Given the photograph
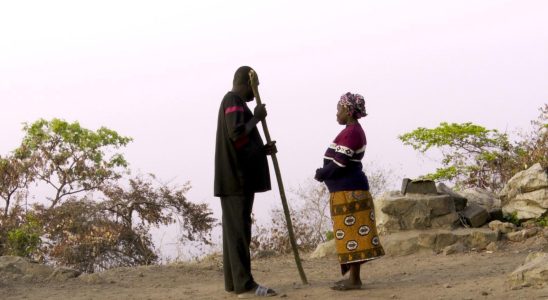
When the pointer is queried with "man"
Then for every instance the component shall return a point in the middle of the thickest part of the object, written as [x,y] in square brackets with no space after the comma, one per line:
[241,170]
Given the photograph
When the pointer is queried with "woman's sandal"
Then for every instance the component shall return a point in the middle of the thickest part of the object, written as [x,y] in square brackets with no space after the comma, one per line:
[259,291]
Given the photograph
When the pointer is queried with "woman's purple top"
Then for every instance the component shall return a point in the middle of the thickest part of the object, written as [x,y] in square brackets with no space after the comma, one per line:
[342,168]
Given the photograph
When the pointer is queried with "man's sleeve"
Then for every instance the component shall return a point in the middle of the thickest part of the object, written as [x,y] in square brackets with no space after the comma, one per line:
[235,122]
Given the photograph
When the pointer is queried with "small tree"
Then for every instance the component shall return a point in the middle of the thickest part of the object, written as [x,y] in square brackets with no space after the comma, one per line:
[473,156]
[15,174]
[92,236]
[70,158]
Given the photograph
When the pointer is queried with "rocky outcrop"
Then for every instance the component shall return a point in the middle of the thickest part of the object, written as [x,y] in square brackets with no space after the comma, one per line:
[526,194]
[438,240]
[481,197]
[397,212]
[534,272]
[459,200]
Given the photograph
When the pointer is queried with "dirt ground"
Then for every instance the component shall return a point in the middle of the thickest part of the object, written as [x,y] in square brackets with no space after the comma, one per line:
[474,275]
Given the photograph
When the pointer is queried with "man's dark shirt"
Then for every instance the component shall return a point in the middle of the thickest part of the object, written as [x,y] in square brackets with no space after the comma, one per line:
[241,166]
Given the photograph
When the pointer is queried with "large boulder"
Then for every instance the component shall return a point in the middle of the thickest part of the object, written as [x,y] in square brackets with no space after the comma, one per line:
[396,212]
[481,197]
[526,194]
[438,240]
[534,272]
[460,201]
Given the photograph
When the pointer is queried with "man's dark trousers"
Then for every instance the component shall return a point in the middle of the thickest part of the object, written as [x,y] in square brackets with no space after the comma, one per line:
[236,240]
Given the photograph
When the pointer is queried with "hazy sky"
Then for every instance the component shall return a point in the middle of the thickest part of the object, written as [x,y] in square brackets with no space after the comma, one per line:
[157,70]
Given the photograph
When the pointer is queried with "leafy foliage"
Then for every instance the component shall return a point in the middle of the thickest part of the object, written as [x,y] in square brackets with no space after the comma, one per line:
★ ★ ★ ★ ★
→ **INSTRUCTIONS TO FOLLOW**
Each entry gets copied exactly; the pictures stay out.

→ **FULL SOLUTION**
Given the photograph
When the pointer is queried with "man"
Then for every instance the component shall return a point in the middle of the thickest part of the object, written as [x,y] in square brackets with no space after the comma, one per line:
[241,170]
Given the photograph
When the pointer is queried with "woman's sandal"
Then for every instance the component shall return a point in the middle of the thickest part of the object, written as [x,y] in square brackets with no space after the comma, one per line:
[259,291]
Given the photograph
When the pointer is queried with "woman's purple top"
Then for every instance the component shall return a point in the middle of the thickest part of the object, written as [x,y] in square brackets with no space after the comma, one per line:
[342,168]
Given the photograph
When the pointer is queried with "man's sleeve"
Then for every instance the component shall return a point in the middle of the thickest part of the object, written as [x,y] in square brackets with no space after the comma, one per line:
[235,122]
Given the photograph
When the pointer is queried with "small tree"
Then for every instance the component shall return a point in the middle of the thickest part of the object, written as [x,y] in square brackets with no space after the comma, one per line:
[473,156]
[15,174]
[92,236]
[70,158]
Given the photograph
When the pointer is queried with "rocky outcrop"
Then for every instance the component shall return a point in the middle of the thickest part of the object, written as [x,y] in square brackets with no space after the comma, one per line:
[526,194]
[438,240]
[481,197]
[397,212]
[534,272]
[459,200]
Given the photograph
When the pointer is queried with "dirt ground"
Then for every instance the component shall return a point in the middle of the thickest part of the object, written as [x,y] in square brackets with no space after the comma, one per line:
[474,275]
Given the photograph
When the pointer is queried with "man's dark shirt"
Then for every instance the component shall return a point in the middle of the thickest part of the object, written as [x,y] in square brackets with no space after the comma, one per line:
[241,166]
Given the photograph
When the pointer is queried with "large boulder"
Then for every instance the component shall return a point in the middle of the thickest part of the object, written as [x,y] in square brackets with no space after the comma, one per line:
[396,212]
[481,197]
[526,194]
[438,240]
[534,272]
[460,201]
Given the photograph
When the pointer is queried with "man's dark trousers"
Then for every instance the component shall return a point in the middle of the thickest part of the object, written as [x,y] in square brackets with no space after the comma, one per line:
[236,240]
Given the photograph
When the pointer is queried with "hazy sky"
Then for every instance the component shall return a point in the middle of the thickest part of the object, written as [x,y] in square brackets with no space after the comma, one per line:
[157,70]
Given the photograph
When the pointer is queried with "leafy foliage"
Then for every instance the component shall return a point in the middle of the thickest part of the object, written as [x,y] in square brackets with no space after the comma, one per line:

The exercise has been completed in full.